• [TASKS TO PERFORM]
a - From the forum thread about March in New England, list every username that appears as a post author.
b - For each statement, say whether the forum thread about March in New England supports it, and quote the words that decide it.
(i) Joel puts the price of even cheap maple syrup at more than $40 a gallon.
(ii) All the Admiralties Jim saw at Baltimore were square.
(iii) The Admiralty Ron picked up is a cobalt one.
c - Extend the forum thread about March in New England from its last post.

• [DOCUMENT PASSAGE]
┏━━
# March in NE



## bearswede (Mar 4, 2007)

It's March in New England... The sap is running... Steam bellows from sugar shacks...sweet maple syrup flows over piles of pancakes...

  Here in New England we have another sweet treat... I call it "bottles on snow"...


  Ron


----------



## Roger (Mar 4, 2007)

Great picture Ron!!

 Terrific composition its even got a Swedish flag in it....


----------



## epgorge (Mar 4, 2007)

Very Ecclectic collection. That is the biggest scroll flask I have ever seen. Nice work, bears.

 Joel


----------



## bearswede (Mar 4, 2007)

Thanks, Roger & Joel...

  Having the camera at  hand, I figured I'd take a photo of my little village while I was at it... You might be able to pick out the school house, the distillery and the ale house among the rustic log cabins...


  Ron


----------



## Jim (Mar 5, 2007)

Very cool displays, Ron. There's nothing like seeing a rainbow on a snowy day, especially one made of beautiful bottles!

 How are your Admiralties coming along? I saw a few at Baltimore today, one square and a few hexagons. By the way, I LOVE New England maple syrup []. ~Jim


----------



## bearswede (Mar 5, 2007)

Hey, Jim...

  Nice haul from the Baltimore show!!! I was eyeing a Melvin & Badger on ebay but couldn't figure out how ounces jived with bottle height to make an informed ID...

  As luck would have it, I picked up my first non cobalt poison Admiralty last nite... Got one of those huge "lime juice" sealed bottles "VR" with an upturned anchor (Broad Arrow)... Hoped to sneak it cheap but still got a deal... I think that English Antique Bottle site was asking around $600 for them last year... I'll do pics when I get 'er...

  Ron


----------



## #1twin (Mar 5, 2007)

Nice display. We don't get snow here so digging is good all year around. That is as long as you can tolerate the skitter's and bugs. Thanks for sharing. Ya'll get tired of that snow just come on down.[]

 Marvin


----------



## bearswede (Mar 5, 2007)

Thanks, Marvin...

  I always think kindly of Biloxi when I hear our own NE folksinger, Tom Rush, sing that song of his...

  Ron


----------



## epgorge (Mar 5, 2007)

> NE folksinger, Tom Rush


 
 Your showing your age Ron. 

 He is one of my favorites.

 Ep


----------



## epgorge (Mar 5, 2007)

> By the way, I LOVE New England maple syrup . ~Jim


 
 Jim, 
 That is Gold! $40+ a gallon, and that is for the cheap stuff. 

 We Can barter Vermont Maple for bottles anytime, if it is the right bottle. 

 Joel


----------



## epgorge (Mar 5, 2007)

> We don't get snow here so digging is good all year ar


 
 Sure, 
 Rub it in...
┗━━
• [DATA]
┏━━
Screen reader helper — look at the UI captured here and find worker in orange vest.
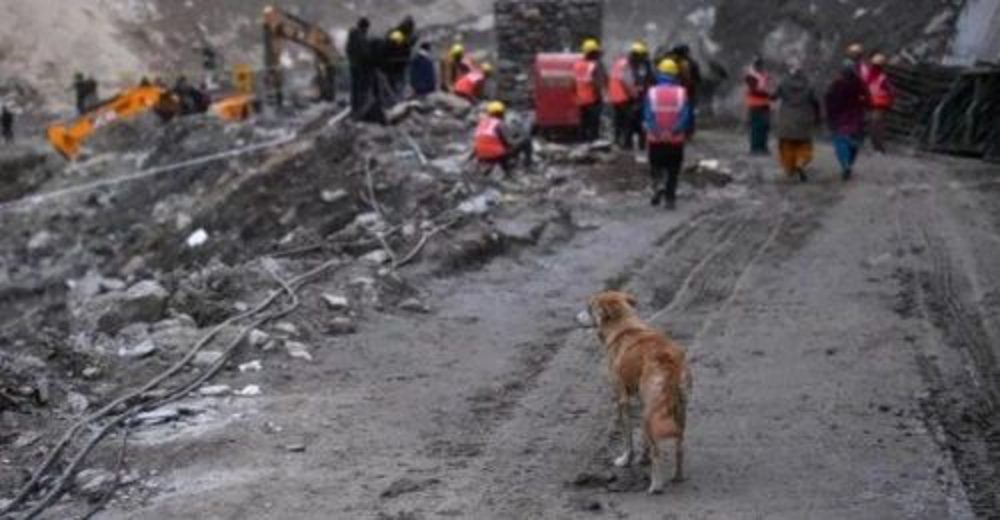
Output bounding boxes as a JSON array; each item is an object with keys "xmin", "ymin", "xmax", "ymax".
┗━━
• [EXPECTED ANSWERS]
a - bearswede, Roger, epgorge, Jim, #1twin

b -
(i) Yes: "$40+ a gallon, and that is for the cheap stuff."
(ii) No: "one square and a few hexagons."
(iii) No: "my first non cobalt poison Admiralty"

c -
 Ep


----------



## bearswede (Mar 5, 2007)

Just to be completely accurate... Biloxi was actually written by Jessie Winchester, a true southern boy...

  Besides Tom Rush, the song has been covered by the likes of Jimmy Buffet and Ted Hawkins...

  Ron


----------



## Jim (Mar 5, 2007)

Joel, I might have to take you up on that sometime. Most of the store-bought syrup here sucks...It would be cheaper to simply dump some colored water on your pancakes []. I do like King Syrup, which is almost like molasses and still comes in a glass bottle. Nothing beats Vermont maple, though.

 Ron, I will e-mail you a size chart and rarity information for the Melvin & Badgers. It will be a good thing to have. The 3-oz can go $400-500, while the 4-oz is less than $100, so they can bite you without a good reference []. ~Jim


----------



## #1twin (Mar 6, 2007)

Well men, I am afraid Biloxi will never be what it once was with it's historical beautiful homes on the Gulf. Miss Katrina took care of pretty much every one of them. We are now in the process of becoming a really big Casino town. Before the Hurricane there were 12-13 Casino's operating and now that they can be land based we will be covered up with them. We have hundreds of people still living in FEMA trailers, With those conditions and the Casino's buying all the land there will be a lot of construction going on for a long time. And that means BOTTLES I hope[]
 Thanks for the kind thought  of our area and good luck digging to all.
 * Not rubbing it in epgorge, it was more of an invitation.[]


----------



## epgorge (Mar 6, 2007)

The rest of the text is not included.